═══ Records for this task

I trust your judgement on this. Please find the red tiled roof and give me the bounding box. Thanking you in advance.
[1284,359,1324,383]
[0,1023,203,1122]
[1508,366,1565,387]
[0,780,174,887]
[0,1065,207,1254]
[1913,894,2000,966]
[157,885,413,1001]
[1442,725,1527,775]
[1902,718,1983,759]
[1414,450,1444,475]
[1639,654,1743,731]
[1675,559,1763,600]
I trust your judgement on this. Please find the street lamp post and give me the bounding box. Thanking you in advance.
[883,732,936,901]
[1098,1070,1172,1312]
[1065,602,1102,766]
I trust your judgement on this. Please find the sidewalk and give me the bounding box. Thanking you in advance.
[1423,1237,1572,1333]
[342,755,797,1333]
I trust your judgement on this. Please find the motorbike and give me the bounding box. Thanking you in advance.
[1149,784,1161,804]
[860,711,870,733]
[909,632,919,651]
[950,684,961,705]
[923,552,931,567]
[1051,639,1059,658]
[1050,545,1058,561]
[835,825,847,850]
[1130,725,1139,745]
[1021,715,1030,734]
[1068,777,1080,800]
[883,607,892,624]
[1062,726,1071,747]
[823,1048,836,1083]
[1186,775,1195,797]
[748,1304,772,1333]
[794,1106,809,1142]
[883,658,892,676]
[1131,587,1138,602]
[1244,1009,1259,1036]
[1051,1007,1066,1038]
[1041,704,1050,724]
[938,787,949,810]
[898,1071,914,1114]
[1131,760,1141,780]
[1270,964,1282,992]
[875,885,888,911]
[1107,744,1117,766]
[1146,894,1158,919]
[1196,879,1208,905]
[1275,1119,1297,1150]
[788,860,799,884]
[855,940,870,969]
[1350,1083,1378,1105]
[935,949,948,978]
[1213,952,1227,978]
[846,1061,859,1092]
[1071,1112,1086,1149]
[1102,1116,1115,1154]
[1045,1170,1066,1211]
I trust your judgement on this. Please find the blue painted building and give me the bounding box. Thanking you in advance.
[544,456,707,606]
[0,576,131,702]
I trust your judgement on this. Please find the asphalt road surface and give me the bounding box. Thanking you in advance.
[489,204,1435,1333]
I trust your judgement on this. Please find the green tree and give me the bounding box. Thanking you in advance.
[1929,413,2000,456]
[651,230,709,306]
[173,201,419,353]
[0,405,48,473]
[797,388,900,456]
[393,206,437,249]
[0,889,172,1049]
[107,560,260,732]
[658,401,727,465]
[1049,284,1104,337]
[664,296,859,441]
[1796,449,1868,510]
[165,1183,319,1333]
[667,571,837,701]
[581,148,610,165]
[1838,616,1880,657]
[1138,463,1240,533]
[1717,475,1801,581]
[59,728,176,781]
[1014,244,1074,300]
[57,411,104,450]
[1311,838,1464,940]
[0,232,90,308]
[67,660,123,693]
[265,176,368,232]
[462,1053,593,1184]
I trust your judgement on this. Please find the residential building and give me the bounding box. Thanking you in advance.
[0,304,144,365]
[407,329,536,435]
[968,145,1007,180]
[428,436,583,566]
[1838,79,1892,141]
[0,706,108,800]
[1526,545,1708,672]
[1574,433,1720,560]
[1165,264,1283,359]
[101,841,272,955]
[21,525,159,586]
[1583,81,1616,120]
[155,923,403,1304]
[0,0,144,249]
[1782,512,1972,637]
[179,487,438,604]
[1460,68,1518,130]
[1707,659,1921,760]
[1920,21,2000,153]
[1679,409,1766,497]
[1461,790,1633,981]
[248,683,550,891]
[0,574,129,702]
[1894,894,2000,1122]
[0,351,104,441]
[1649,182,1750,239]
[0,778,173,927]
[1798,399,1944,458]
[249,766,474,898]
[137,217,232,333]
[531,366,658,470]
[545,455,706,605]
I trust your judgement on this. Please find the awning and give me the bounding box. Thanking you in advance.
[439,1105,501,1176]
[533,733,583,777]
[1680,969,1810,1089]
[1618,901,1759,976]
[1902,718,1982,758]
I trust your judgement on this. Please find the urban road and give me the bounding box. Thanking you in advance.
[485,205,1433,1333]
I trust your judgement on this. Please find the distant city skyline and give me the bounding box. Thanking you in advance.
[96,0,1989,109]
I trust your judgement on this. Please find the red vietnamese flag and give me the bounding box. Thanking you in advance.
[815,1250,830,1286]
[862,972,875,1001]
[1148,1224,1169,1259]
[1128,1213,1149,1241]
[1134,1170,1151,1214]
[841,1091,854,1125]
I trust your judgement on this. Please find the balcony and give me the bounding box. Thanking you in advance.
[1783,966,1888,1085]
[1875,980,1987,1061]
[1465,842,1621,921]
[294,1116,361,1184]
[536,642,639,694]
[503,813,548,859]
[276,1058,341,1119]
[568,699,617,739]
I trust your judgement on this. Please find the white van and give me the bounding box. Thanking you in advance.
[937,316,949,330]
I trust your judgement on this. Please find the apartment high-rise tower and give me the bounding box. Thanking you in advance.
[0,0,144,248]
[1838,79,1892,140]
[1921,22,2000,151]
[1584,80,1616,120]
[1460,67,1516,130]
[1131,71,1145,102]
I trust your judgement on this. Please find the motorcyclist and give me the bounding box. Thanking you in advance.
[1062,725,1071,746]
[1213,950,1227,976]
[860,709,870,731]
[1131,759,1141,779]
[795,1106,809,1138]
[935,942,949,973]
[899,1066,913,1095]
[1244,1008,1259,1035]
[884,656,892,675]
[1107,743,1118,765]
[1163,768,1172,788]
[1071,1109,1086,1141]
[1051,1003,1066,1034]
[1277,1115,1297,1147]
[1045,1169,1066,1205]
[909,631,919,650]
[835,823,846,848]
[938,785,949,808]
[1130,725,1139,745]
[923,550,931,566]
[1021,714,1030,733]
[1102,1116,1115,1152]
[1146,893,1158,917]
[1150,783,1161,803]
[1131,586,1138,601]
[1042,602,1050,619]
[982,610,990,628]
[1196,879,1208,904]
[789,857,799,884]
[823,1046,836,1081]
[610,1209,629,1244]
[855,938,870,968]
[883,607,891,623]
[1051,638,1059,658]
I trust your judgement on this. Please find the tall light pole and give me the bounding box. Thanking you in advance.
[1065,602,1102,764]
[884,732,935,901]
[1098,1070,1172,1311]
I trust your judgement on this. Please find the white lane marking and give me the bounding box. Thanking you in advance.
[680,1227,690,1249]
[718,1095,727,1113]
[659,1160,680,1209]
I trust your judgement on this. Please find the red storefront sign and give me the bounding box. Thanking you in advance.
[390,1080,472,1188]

══════

What you need to do
Only an exact copy of the data above will do.

Result below
I trust your judgement on this. Please find the red tiled roof and give me the bounding box. Thanking you in advance.
[1284,359,1324,383]
[0,1023,203,1122]
[1508,366,1565,387]
[0,780,174,887]
[0,1065,207,1254]
[1913,894,2000,966]
[157,885,413,1001]
[1442,725,1527,775]
[1902,718,1983,759]
[1414,450,1444,475]
[1639,654,1743,731]
[1675,559,1763,600]
I trust your judgement on this. Please find the street lamp post and give me the bounding box. Thanking you in advance.
[883,732,936,901]
[1098,1070,1172,1312]
[1065,602,1102,766]
I trust your judgement on this. Please find the sidewalk and give me the bounding box. Thanking you in advance.
[1423,1237,1572,1333]
[342,755,797,1333]
I trust your judgement on this. Please find the motorbike and give me the bounding box. Thanking you in advance.
[1149,784,1161,804]
[860,711,870,733]
[909,632,919,651]
[950,684,961,705]
[923,552,931,567]
[1051,639,1059,658]
[1050,545,1058,561]
[835,825,847,850]
[1130,725,1139,745]
[1021,715,1030,734]
[1068,777,1080,800]
[883,607,892,624]
[1062,726,1071,747]
[823,1048,836,1083]
[1186,775,1195,797]
[748,1304,772,1333]
[794,1106,809,1142]
[883,658,892,676]
[1131,587,1138,602]
[1244,1009,1259,1036]
[1051,1007,1066,1038]
[1041,704,1050,724]
[938,787,949,810]
[898,1071,914,1114]
[1131,760,1141,780]
[1270,964,1282,992]
[875,885,888,911]
[1107,744,1117,766]
[1146,894,1158,919]
[1196,879,1208,905]
[1275,1119,1297,1150]
[788,860,799,884]
[855,940,870,969]
[1350,1083,1378,1105]
[935,949,948,978]
[1213,952,1227,978]
[846,1061,859,1092]
[1071,1112,1086,1149]
[1102,1116,1115,1154]
[1045,1170,1066,1211]
I trust your judgement on this. Please find the blue painted building and give me the bounding box. Thanking you in advance.
[544,456,707,606]
[0,576,131,702]
I trust your judgement on this. Please find the asphalt road surface and give me the bounding box. Thanking you in advance.
[489,204,1435,1333]
I trust your judgement on this. Please find the green tree and give me the bounding box. Thanking you in advance.
[1929,413,2000,456]
[651,230,709,306]
[173,201,419,353]
[0,405,48,473]
[797,388,900,456]
[393,206,437,249]
[0,889,172,1049]
[107,560,260,732]
[658,401,727,465]
[1049,284,1104,337]
[664,296,859,441]
[1796,449,1868,510]
[165,1183,319,1333]
[667,571,837,701]
[581,148,610,165]
[1838,616,1880,657]
[1138,463,1240,533]
[1717,475,1801,581]
[59,728,176,781]
[1014,244,1074,300]
[57,411,104,450]
[1311,838,1464,940]
[0,232,90,308]
[67,660,123,693]
[265,176,368,232]
[462,1053,593,1184]
I trust your judgement on this. Please find the residential building and give me the bounding box. Thanking you in advance.
[0,304,144,365]
[407,329,536,435]
[968,145,1007,180]
[428,436,583,566]
[1838,79,1892,141]
[0,706,108,800]
[1526,545,1708,672]
[1574,433,1720,560]
[1165,264,1283,359]
[101,841,272,955]
[21,525,159,586]
[1583,81,1616,120]
[155,923,403,1304]
[0,0,144,249]
[1782,512,1972,637]
[179,487,438,604]
[1460,68,1518,130]
[1707,659,1921,760]
[1920,21,2000,153]
[1679,409,1766,497]
[1461,790,1633,981]
[248,683,550,891]
[0,574,129,702]
[1894,894,2000,1122]
[0,351,104,441]
[1649,182,1750,239]
[0,778,173,927]
[1798,399,1944,458]
[249,766,474,898]
[137,217,232,333]
[531,366,658,470]
[545,455,706,605]
I trust your judgement on this. Please find the awning and give me the bounding box. Thanking you in advance.
[439,1105,501,1176]
[533,733,583,777]
[1680,969,1810,1089]
[1618,901,1759,976]
[1902,718,1982,758]
I trust your judgement on this. Please find the urban road and give me the bounding box. Thanking you in advance.
[485,205,1433,1333]
I trust your judgement on this. Please find the distant city skyline and give me the bounding box. Thanking you in advance.
[96,0,1989,109]
I trust your judgement on this. Please find the red vietnamese flag and give me the bounding box. Thanking you in advance.
[815,1250,830,1286]
[862,972,875,1001]
[1148,1224,1169,1259]
[1128,1213,1149,1241]
[1134,1170,1151,1214]
[841,1091,854,1125]
I trust your judgement on this. Please find the balcony and give me the bounding box. Thanking you in advance.
[1783,966,1888,1085]
[1875,980,1987,1061]
[1465,842,1621,921]
[294,1116,361,1184]
[536,642,639,694]
[503,813,548,859]
[276,1058,341,1119]
[568,699,617,739]
I trust your judgement on this. Please find the white van and give me the bounding box. Thanking you in advance.
[937,316,949,330]
I trust your judgement on this. Please find the apartment high-rise tower and give me the bounding box. Thanking you in advance.
[0,0,144,248]
[1838,79,1892,140]
[1921,22,2000,151]
[1584,80,1616,120]
[1460,67,1516,130]
[1131,71,1145,102]
I trust your judgement on this. Please find the motorcyclist and give me the bounding box. Thanking you in advance.
[1062,725,1071,746]
[1213,950,1227,976]
[860,709,870,731]
[1131,759,1141,779]
[795,1106,809,1138]
[935,942,949,973]
[899,1066,913,1095]
[1244,1008,1259,1035]
[884,656,892,675]
[1107,743,1118,765]
[1163,768,1172,788]
[1071,1109,1086,1141]
[1051,1003,1066,1034]
[1277,1115,1297,1147]
[1045,1169,1066,1205]
[909,631,919,650]
[835,823,846,848]
[938,785,949,808]
[1130,725,1139,745]
[923,550,931,566]
[1021,714,1030,733]
[1102,1116,1115,1152]
[1146,893,1158,917]
[1150,783,1161,803]
[1131,586,1138,601]
[1042,602,1050,619]
[982,610,990,628]
[1196,879,1208,904]
[789,857,799,884]
[823,1046,836,1081]
[610,1209,629,1244]
[855,938,870,968]
[883,607,891,623]
[1051,638,1059,658]
I trust your judgement on this. Please find the tall light pole and give me the bounding box. Thanking you in advance.
[1065,602,1102,764]
[884,732,935,901]
[1098,1070,1172,1311]
I trust your judgement on this. Please find the white lane marking and give me the bounding box. Thanking you in advance.
[680,1227,690,1249]
[718,1095,727,1113]
[659,1160,680,1209]
I trust your judgement on this. Please find the red storefront sign and give me the bounding box. Thanking you in advance.
[390,1080,472,1188]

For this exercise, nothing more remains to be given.